====== Text segment ======

Dryuary is not for people wishing to better their lives, it’s for people who wish to publicly better their lives, and inadvertently shame those who continue to indulge in the semi-frequent glass of wine.

In an era of juice cleanses and Crossfit selfies, it’s yet another way to signify a dedication to health of uncertain nutritional value. Ironically — but perhaps unsurprisingly — there is no concrete evidence that Dryuary is a healthy decision.

In fact, some experts say that completely cutting alcohol from your diet can be problematic for a number of reasons. Ian Hamilton, lecturer of the department of health sciences at York University, told Discovery News that if people who are dependent on alcohol completely cut it out from their diets, the sudden change can induce seizures or cause hallucinations. While this shouldn’t be a concern for most Dryuary participants, it highlights the importance of the less sexy moderation as opposed to the flashy all-or-nothing approach of Dryuary.

“It would be better to have two alcohol free days each week all year rather than one month abstinence,” says Hamilton.

There is some evidence that quitting drinking, even for a short period, can reduce the risk of liver damage and improve blood glucose levels. However, evidence that Dryuary has any long-term positive results is lacking — especially if participants return to their original drinking habits after the month is over. Most research on crash diets indicates that diets that focus on a period of restriction instead of long-term changes results in a speedy return to prior habits — plus potential bingeing — and a loss of any short-term health benefits.

One of the most rational takes on the concept of a dry January, in fact, seems to come from the founder.

“Half of the point of Drynuary is to live your life as you normally do, just without drinking,” John Ore, who is credited with coming up with the idea in 2006, wrote last year in Slate.

======

**Set task:** Continue the piece on Dryuary above, picking up right after its final sentence.

====== Records shown ======

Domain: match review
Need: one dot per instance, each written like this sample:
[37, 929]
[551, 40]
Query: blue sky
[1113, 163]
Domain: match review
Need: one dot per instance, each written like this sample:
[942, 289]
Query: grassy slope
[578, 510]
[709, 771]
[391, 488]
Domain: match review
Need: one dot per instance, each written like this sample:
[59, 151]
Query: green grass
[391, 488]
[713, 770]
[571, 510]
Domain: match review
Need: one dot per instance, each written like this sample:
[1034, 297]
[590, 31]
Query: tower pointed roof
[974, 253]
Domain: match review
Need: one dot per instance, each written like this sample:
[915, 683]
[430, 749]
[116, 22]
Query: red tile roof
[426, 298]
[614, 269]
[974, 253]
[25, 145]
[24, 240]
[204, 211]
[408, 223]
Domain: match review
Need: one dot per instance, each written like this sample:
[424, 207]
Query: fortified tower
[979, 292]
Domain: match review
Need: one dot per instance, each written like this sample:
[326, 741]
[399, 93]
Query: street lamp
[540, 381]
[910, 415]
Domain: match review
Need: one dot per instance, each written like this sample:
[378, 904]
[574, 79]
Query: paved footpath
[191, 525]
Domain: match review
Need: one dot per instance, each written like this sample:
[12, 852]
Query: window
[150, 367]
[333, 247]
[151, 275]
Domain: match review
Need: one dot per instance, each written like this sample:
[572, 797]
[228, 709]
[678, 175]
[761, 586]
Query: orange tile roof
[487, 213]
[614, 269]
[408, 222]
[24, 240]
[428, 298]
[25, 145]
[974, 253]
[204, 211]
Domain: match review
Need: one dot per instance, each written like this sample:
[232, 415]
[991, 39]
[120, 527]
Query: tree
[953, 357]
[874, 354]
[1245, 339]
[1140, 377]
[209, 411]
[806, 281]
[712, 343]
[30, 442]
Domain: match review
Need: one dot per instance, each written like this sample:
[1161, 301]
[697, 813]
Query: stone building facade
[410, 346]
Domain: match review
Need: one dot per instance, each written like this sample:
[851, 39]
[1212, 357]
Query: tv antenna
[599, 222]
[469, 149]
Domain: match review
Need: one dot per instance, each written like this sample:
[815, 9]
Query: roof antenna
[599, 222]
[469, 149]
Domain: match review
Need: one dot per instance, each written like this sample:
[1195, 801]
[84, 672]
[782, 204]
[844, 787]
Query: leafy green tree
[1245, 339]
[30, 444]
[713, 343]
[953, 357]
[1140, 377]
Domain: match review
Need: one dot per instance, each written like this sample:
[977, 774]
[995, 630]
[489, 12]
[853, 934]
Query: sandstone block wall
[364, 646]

======

**Answer for this exercise:**
Ore allows for exceptions and generally focuses on Dryuary as a fun challenge — not a performative exercise in one-upsmanship.

We concede: there is nothing wrong with wanting to abstain from drinking or wishing to behave more abstemiously. Any moderate drinker who has lessened his or her drinking knows the benefits are obvious: you sleep better, you think better, you operate as a human better. But there’s something to be said for people who have the ability to truly drink socially — that is, one glass of wine at a social function versus getting sloppy — or people who can commit to drinking only on weekends. Most of us probably lack that strength and drink too much. Dryuary is a way of saying, “I’m better than all of you.”

Because no one silently does Dryuary. People write about it on the Internet. Consider this Refinery29 editor who has made a career out of omitting fun things from her life, from coffee to take-out food (which, arguably, is a fair and difficult challenge that can improve your wallet and cooking skills). During her several Dryuary experiences, she has amassed plenty of knowledge, such as what it is like to have perfect, glowing skin after two weeks without a drink and how her
friends are terrible people (they “kind of suck,” she writes.) She claims that if you omit drinking from your life, you might learn the same. 

The public component to Dryuary is even more ostensible when you go beyond the blogosphere and look at social media. Currently, there are more than 32,000 Instagram posts under the hashtag “DryJanuary,” plus several hundred more under “Dryuary” and “Drynuary.” Social media allows for connection and a sense of community — and that can be a good thing. But, it also helps users conflate an ego boost from a handful of “likes” with a functioning health plan. It additionally perpetuates the wrong reasons to do Dryuary in the first place. Doing it to feel more clear-headed and as a kickstart to a healthier lifestyle for the new year is great; doing it to criticise those who continue to drink as hedonistic human waste is not a great reason.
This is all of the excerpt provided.